Materials provided Block Start
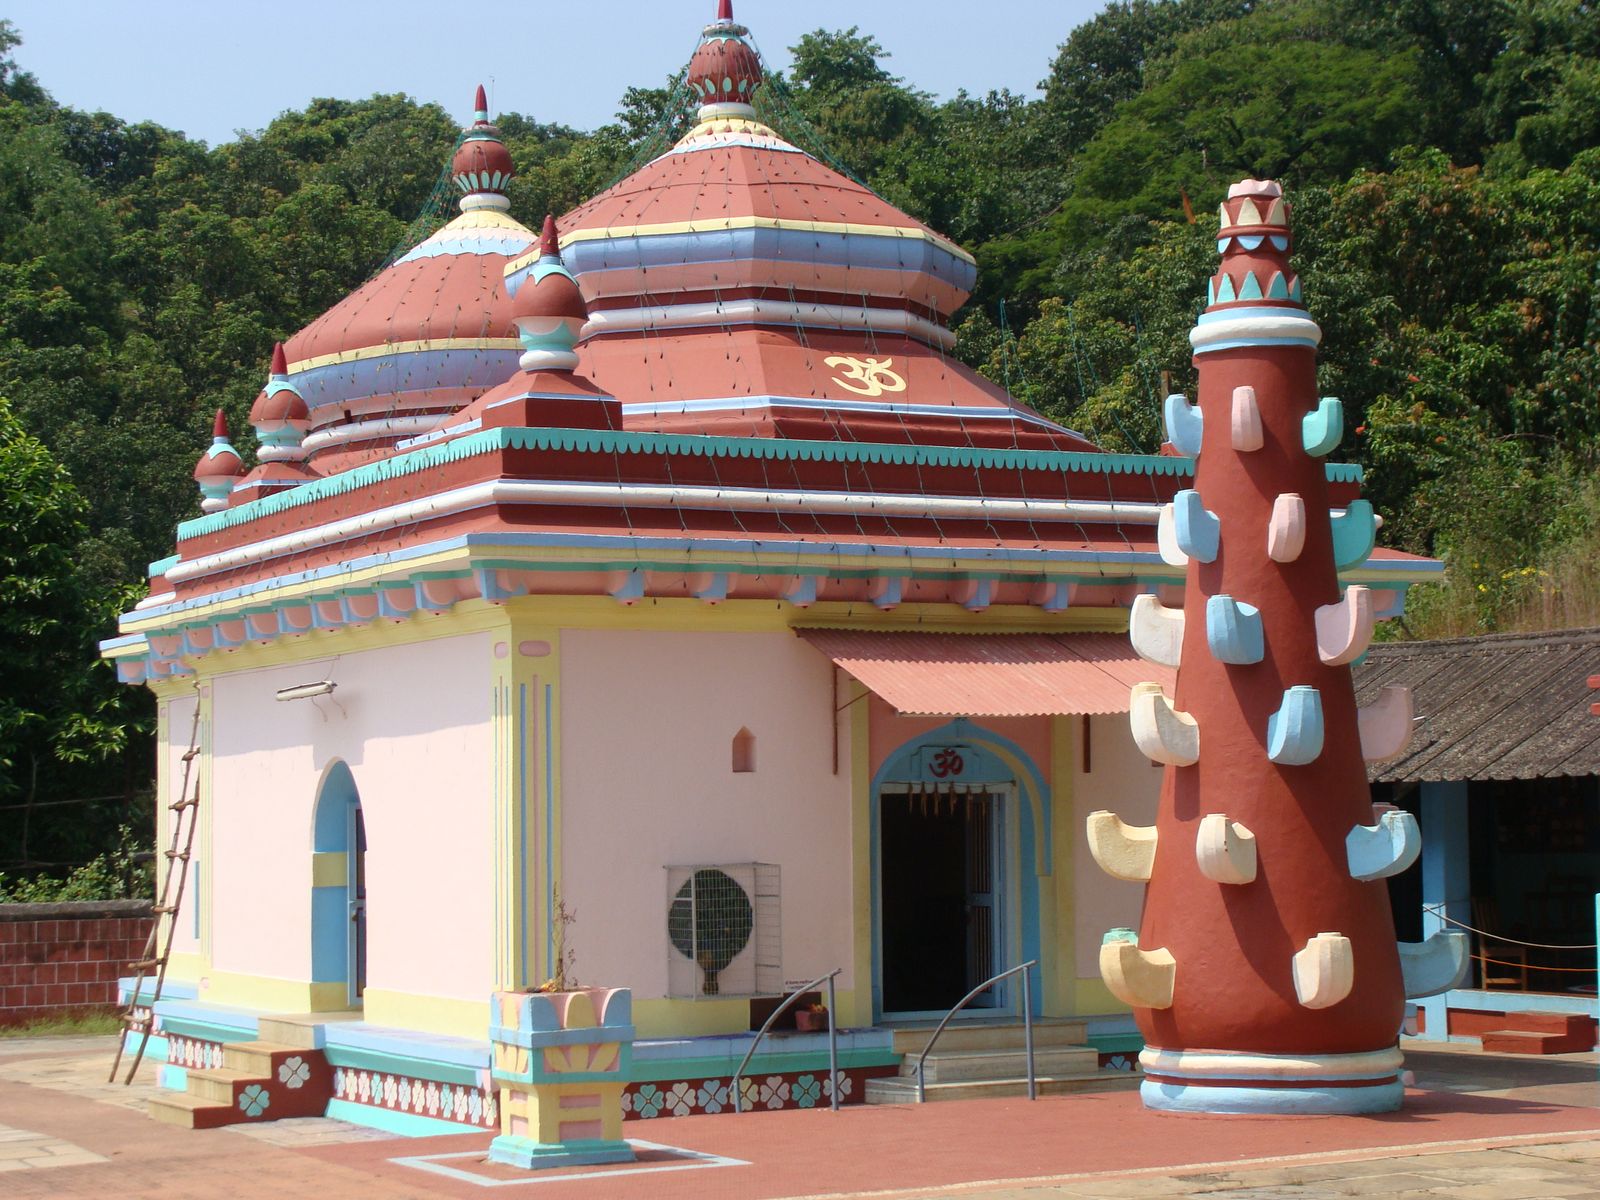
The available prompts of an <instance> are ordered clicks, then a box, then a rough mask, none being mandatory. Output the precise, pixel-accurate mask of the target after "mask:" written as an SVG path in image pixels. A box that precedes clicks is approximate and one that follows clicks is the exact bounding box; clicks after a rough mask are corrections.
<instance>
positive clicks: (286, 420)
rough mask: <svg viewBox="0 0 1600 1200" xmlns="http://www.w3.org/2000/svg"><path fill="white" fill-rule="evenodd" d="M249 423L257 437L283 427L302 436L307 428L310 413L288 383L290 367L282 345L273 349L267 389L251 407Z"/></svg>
mask: <svg viewBox="0 0 1600 1200" xmlns="http://www.w3.org/2000/svg"><path fill="white" fill-rule="evenodd" d="M250 424H251V426H254V427H256V434H269V432H277V430H280V429H285V427H291V429H298V430H299V432H302V434H304V432H306V430H307V429H310V410H309V408H307V406H306V402H304V400H302V398H301V394H299V392H298V390H296V389H294V384H291V382H290V365H288V358H286V355H285V354H283V342H278V344H277V346H274V347H272V373H270V374H269V376H267V386H266V387H264V389H262V392H261V395H258V397H256V403H253V405H251V406H250Z"/></svg>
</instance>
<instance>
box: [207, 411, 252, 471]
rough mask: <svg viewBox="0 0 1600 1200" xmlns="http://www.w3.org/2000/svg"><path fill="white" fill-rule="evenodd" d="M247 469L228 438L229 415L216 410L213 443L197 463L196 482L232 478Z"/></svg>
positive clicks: (212, 428) (213, 436)
mask: <svg viewBox="0 0 1600 1200" xmlns="http://www.w3.org/2000/svg"><path fill="white" fill-rule="evenodd" d="M243 470H245V464H243V461H242V459H240V458H238V451H235V450H234V446H232V443H230V442H229V440H227V416H224V413H222V410H221V408H219V410H216V421H213V422H211V445H210V446H208V448H206V451H205V453H203V454H202V456H200V461H198V462H197V464H195V482H198V483H205V482H208V480H224V478H226V480H232V478H235V477H238V475H240V474H242V472H243Z"/></svg>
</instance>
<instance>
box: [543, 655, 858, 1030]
mask: <svg viewBox="0 0 1600 1200" xmlns="http://www.w3.org/2000/svg"><path fill="white" fill-rule="evenodd" d="M830 669H832V664H830V662H829V661H827V659H826V658H822V656H821V654H818V653H816V651H814V650H811V648H810V646H806V645H805V643H803V642H802V640H800V638H797V637H794V635H792V634H699V632H642V630H568V632H565V634H563V635H562V730H563V733H562V739H563V741H562V832H563V843H562V864H563V893H565V898H566V901H568V902H570V904H571V906H573V907H574V909H576V912H578V918H576V923H574V926H573V934H571V936H573V944H574V947H576V950H578V973H579V976H581V978H582V979H603V981H606V982H608V984H614V986H624V987H632V989H634V997H635V1000H650V998H656V997H664V995H667V955H669V949H667V872H666V870H664V867H667V866H696V864H728V862H774V864H778V866H781V867H782V974H784V978H786V979H806V978H811V976H814V974H821V973H822V971H826V970H830V968H834V966H845V974H842V976H840V987H842V989H850V987H853V986H854V981H853V978H851V970H850V963H851V957H853V922H851V906H850V896H851V853H850V846H851V837H850V731H848V725H846V722H843V720H842V722H840V768H838V774H834V770H832V736H830V728H829V726H830V709H832V699H830V690H829V688H830V675H829V672H830ZM741 728H749V730H750V733H754V734H755V770H754V771H750V773H734V771H733V770H731V747H733V738H734V734H736V733H738V731H739V730H741Z"/></svg>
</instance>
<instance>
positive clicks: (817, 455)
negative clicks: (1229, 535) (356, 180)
mask: <svg viewBox="0 0 1600 1200" xmlns="http://www.w3.org/2000/svg"><path fill="white" fill-rule="evenodd" d="M501 450H560V451H574V453H586V454H680V456H686V458H757V459H770V461H771V459H797V461H800V462H888V464H894V466H923V467H992V469H998V470H1054V472H1062V474H1064V472H1072V470H1088V472H1099V474H1104V475H1170V477H1178V478H1181V477H1186V475H1192V474H1194V459H1190V458H1179V456H1174V454H1091V453H1083V451H1066V450H984V448H976V446H899V445H888V443H882V442H797V440H790V438H774V437H706V435H702V434H629V432H616V430H610V429H506V427H502V429H485V430H483V432H480V434H469V435H467V437H461V438H456V440H453V442H442V443H440V445H437V446H421V448H418V450H413V451H411V453H408V454H395V456H394V458H386V459H381V461H378V462H371V464H368V466H365V467H355V469H354V470H346V472H341V474H338V475H330V477H328V478H322V480H317V482H315V483H302V485H301V486H298V488H294V490H293V491H280V493H277V494H274V496H262V498H261V499H258V501H251V502H250V504H240V506H238V507H234V509H224V510H222V512H213V514H211V515H210V517H197V518H195V520H187V522H182V523H181V525H179V526H178V538H179V539H184V538H200V536H205V534H208V533H216V531H218V530H229V528H232V526H235V525H245V523H248V522H253V520H261V518H262V517H270V515H274V514H277V512H283V510H286V509H294V507H299V506H302V504H315V502H317V501H323V499H328V498H330V496H341V494H344V493H347V491H357V490H358V488H366V486H371V485H374V483H384V482H387V480H395V478H403V477H405V475H414V474H418V472H422V470H430V469H434V467H438V466H443V464H446V462H461V461H462V459H469V458H477V456H478V454H493V453H496V451H501ZM1328 480H1330V482H1333V483H1360V482H1362V469H1360V467H1358V466H1355V464H1331V466H1330V467H1328Z"/></svg>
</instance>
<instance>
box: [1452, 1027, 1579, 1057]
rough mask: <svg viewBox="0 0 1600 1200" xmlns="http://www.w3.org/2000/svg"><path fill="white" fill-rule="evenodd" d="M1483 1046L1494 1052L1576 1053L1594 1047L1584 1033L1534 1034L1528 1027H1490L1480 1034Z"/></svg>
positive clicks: (1534, 1053)
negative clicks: (1515, 1028)
mask: <svg viewBox="0 0 1600 1200" xmlns="http://www.w3.org/2000/svg"><path fill="white" fill-rule="evenodd" d="M1480 1042H1482V1043H1483V1048H1485V1050H1488V1051H1493V1053H1496V1054H1576V1053H1579V1051H1584V1050H1592V1048H1594V1038H1592V1037H1590V1035H1589V1034H1587V1032H1584V1034H1536V1032H1533V1030H1528V1029H1491V1030H1488V1032H1486V1034H1483V1035H1482V1038H1480Z"/></svg>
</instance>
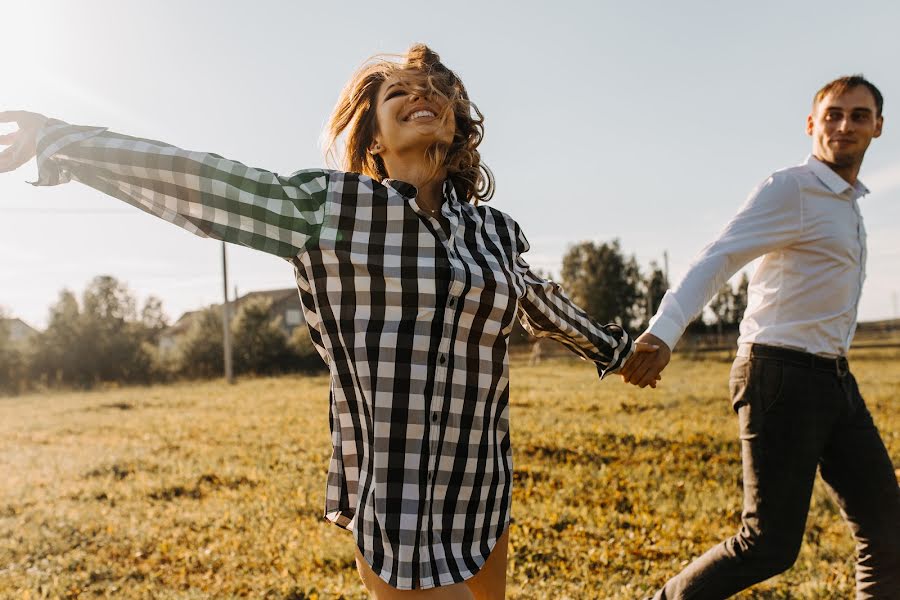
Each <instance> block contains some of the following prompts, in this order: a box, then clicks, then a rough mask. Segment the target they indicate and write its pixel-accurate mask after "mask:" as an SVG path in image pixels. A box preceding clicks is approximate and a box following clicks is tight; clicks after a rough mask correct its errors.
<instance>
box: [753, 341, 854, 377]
mask: <svg viewBox="0 0 900 600" xmlns="http://www.w3.org/2000/svg"><path fill="white" fill-rule="evenodd" d="M737 355H738V356H745V357H749V358H770V359H775V360H782V361H784V362H788V363H791V364H793V365H797V366H799V367H807V368H809V369H818V370H820V371H831V372H832V373H837V375H838V377H843V376H844V375H846V374H847V373H849V372H850V364H849V363H848V362H847V357H845V356H837V357H834V358H830V357H826V356H819V355H818V354H810V353H809V352H803V351H802V350H791V349H790V348H782V347H780V346H767V345H765V344H741V345H740V347H738V353H737Z"/></svg>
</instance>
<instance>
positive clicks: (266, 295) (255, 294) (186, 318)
mask: <svg viewBox="0 0 900 600" xmlns="http://www.w3.org/2000/svg"><path fill="white" fill-rule="evenodd" d="M259 298H268V299H270V300H271V301H272V308H271V311H272V316H273V318H274V317H281V321H280V323H281V330H282V331H284V334H285V335H286V336H287V337H290V336H291V334H292V333H293V332H294V330H295V329H296V328H297V327H300V326H303V325H305V324H306V321H305V320H304V318H303V307H302V306H301V304H300V296H299V295H298V293H297V288H285V289H280V290H265V291H259V292H249V293H247V294H244V295H243V296H241V297H240V298H238V299H237V300H233V301H232V302H231V318H232V319H233V318H234V316H235V315H236V314H237V313H238V311H239V310H240V308H241V306H243V305H244V303H246V302H248V301H250V300H256V299H259ZM209 308H213V309H216V310H222V305H221V304H213V305H211V306H210V307H209ZM201 312H202V310H192V311H189V312H186V313H184V314H183V315H181V317H179V318H178V320H177V321H176V322H175V324H174V325H172V326H171V327H169V328H167V329H166V330H165V331H163V332H162V334H161V335H160V336H159V350H160V352H162V353H168V352H171V351H172V350H174V349H175V348H176V347H177V346H178V339H179V338H180V337H181V336H183V335H184V334H185V333H187V332H188V330H189V329H190V328H191V325H192V324H193V323H194V321H195V320H196V319H197V317H198V316H199V315H200V313H201Z"/></svg>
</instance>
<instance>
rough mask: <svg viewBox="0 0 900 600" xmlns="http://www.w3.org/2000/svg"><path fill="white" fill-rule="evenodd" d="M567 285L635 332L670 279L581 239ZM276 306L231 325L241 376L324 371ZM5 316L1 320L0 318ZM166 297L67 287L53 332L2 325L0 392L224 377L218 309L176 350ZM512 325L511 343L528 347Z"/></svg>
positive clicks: (735, 300) (651, 270) (563, 280)
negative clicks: (139, 302)
mask: <svg viewBox="0 0 900 600" xmlns="http://www.w3.org/2000/svg"><path fill="white" fill-rule="evenodd" d="M560 275H561V277H560V279H561V281H562V284H563V287H564V289H565V291H566V293H567V294H568V295H569V296H570V297H571V298H572V300H573V301H575V303H576V304H578V305H579V306H581V307H582V308H584V309H585V310H586V311H587V313H588V314H589V315H591V316H592V317H593V318H595V319H596V320H598V321H600V322H601V323H610V322H617V323H619V324H620V325H622V326H624V327H625V328H626V329H628V330H629V331H631V332H634V333H637V332H640V331H642V330H643V329H644V328H646V326H647V324H648V322H649V320H650V318H651V317H652V316H653V314H654V313H655V311H656V309H657V308H658V307H659V303H660V302H661V301H662V298H663V296H664V295H665V292H666V287H667V283H666V276H665V273H663V271H662V270H661V269H660V268H659V266H658V265H657V264H656V263H652V262H651V263H650V267H649V270H648V271H647V272H642V270H641V269H640V267H639V265H638V263H637V260H636V258H635V257H634V256H633V255H632V256H625V254H624V253H623V252H622V249H621V247H620V245H619V241H618V240H613V241H611V242H604V243H595V242H581V243H579V244H575V245H573V246H572V247H570V248H569V250H568V251H567V252H566V254H565V256H564V257H563V261H562V270H561V273H560ZM746 306H747V277H746V274H745V275H743V279H742V280H741V283H740V284H739V285H738V287H737V288H736V289H733V288H732V287H731V286H730V285H728V284H726V285H725V286H724V287H723V288H722V290H720V291H719V293H718V294H717V295H716V297H715V298H714V299H713V301H712V303H711V304H710V305H709V311H708V315H707V321H708V322H704V321H703V320H702V319H700V318H698V319H697V320H696V321H695V322H694V323H692V324H691V326H690V328H689V330H690V331H691V332H693V333H705V332H710V331H714V332H718V333H724V332H730V331H732V330H734V329H736V328H737V325H738V323H739V322H740V318H741V316H742V315H743V312H744V309H745V308H746ZM270 308H271V301H270V300H268V299H263V298H259V299H254V300H249V301H247V302H244V303H243V304H241V306H240V308H239V310H238V311H237V314H236V315H234V318H233V319H232V320H231V327H230V329H231V334H232V340H233V359H234V369H235V373H237V374H260V375H268V374H276V373H287V372H296V371H306V372H310V371H316V370H324V369H325V365H324V363H323V361H322V360H321V358H320V357H319V356H318V354H317V352H316V351H315V348H314V347H313V345H312V341H311V340H310V339H309V334H308V332H307V331H306V327H298V328H296V329H295V330H294V333H293V334H292V335H291V337H290V338H289V337H288V336H287V335H286V334H285V333H284V331H283V330H282V327H281V322H280V317H277V316H274V315H272V311H271V310H270ZM0 317H3V315H2V313H0ZM168 326H169V322H168V318H167V317H166V315H165V313H164V311H163V306H162V301H161V300H159V299H158V298H156V297H153V296H151V297H149V298H147V300H146V301H145V302H144V303H143V304H142V305H141V306H138V302H137V300H136V298H135V296H134V294H133V293H132V292H131V291H130V290H129V289H128V287H127V286H126V285H125V284H124V283H122V282H120V281H118V280H117V279H116V278H114V277H110V276H99V277H96V278H94V279H93V280H92V281H91V282H90V284H89V285H88V286H87V288H86V289H85V290H84V292H83V293H82V294H81V298H80V299H79V298H78V297H77V296H76V295H75V294H74V293H73V292H71V291H69V290H63V291H62V292H60V295H59V299H58V300H57V302H56V303H55V304H54V305H53V306H51V307H50V314H49V319H48V325H47V328H46V329H45V330H44V331H42V332H39V333H38V334H37V335H36V336H34V337H33V338H31V339H30V340H28V341H27V342H25V343H21V342H19V343H14V342H13V341H12V340H11V338H10V332H9V331H8V330H7V328H6V326H5V324H4V322H3V321H2V319H0V391H5V392H7V393H8V392H13V393H15V392H20V391H24V390H28V389H34V388H38V389H39V388H49V387H73V388H90V387H93V386H96V385H98V384H104V383H109V382H115V383H125V384H147V383H153V382H166V381H172V380H175V379H195V378H211V377H219V376H221V375H222V373H223V371H224V357H223V352H222V346H223V340H222V338H223V330H222V312H221V308H207V309H205V310H203V311H200V312H199V313H198V314H197V315H196V316H195V317H194V319H193V320H192V323H191V325H190V327H189V329H188V330H187V331H186V333H184V335H183V336H182V337H181V338H180V339H179V342H178V345H177V348H176V349H175V350H174V351H172V352H165V351H161V350H160V344H159V342H160V336H161V335H162V333H163V332H164V331H165V330H166V329H167V328H168ZM530 341H531V340H530V338H529V336H528V334H527V333H526V332H525V331H524V329H523V328H522V327H521V325H519V324H518V323H517V324H516V327H515V328H514V330H513V333H512V335H511V343H513V344H523V343H528V342H530Z"/></svg>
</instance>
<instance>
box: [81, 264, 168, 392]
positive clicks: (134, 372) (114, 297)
Materials provided Block End
State the number of lines in the data above containing the string "approximate" and nothing more.

2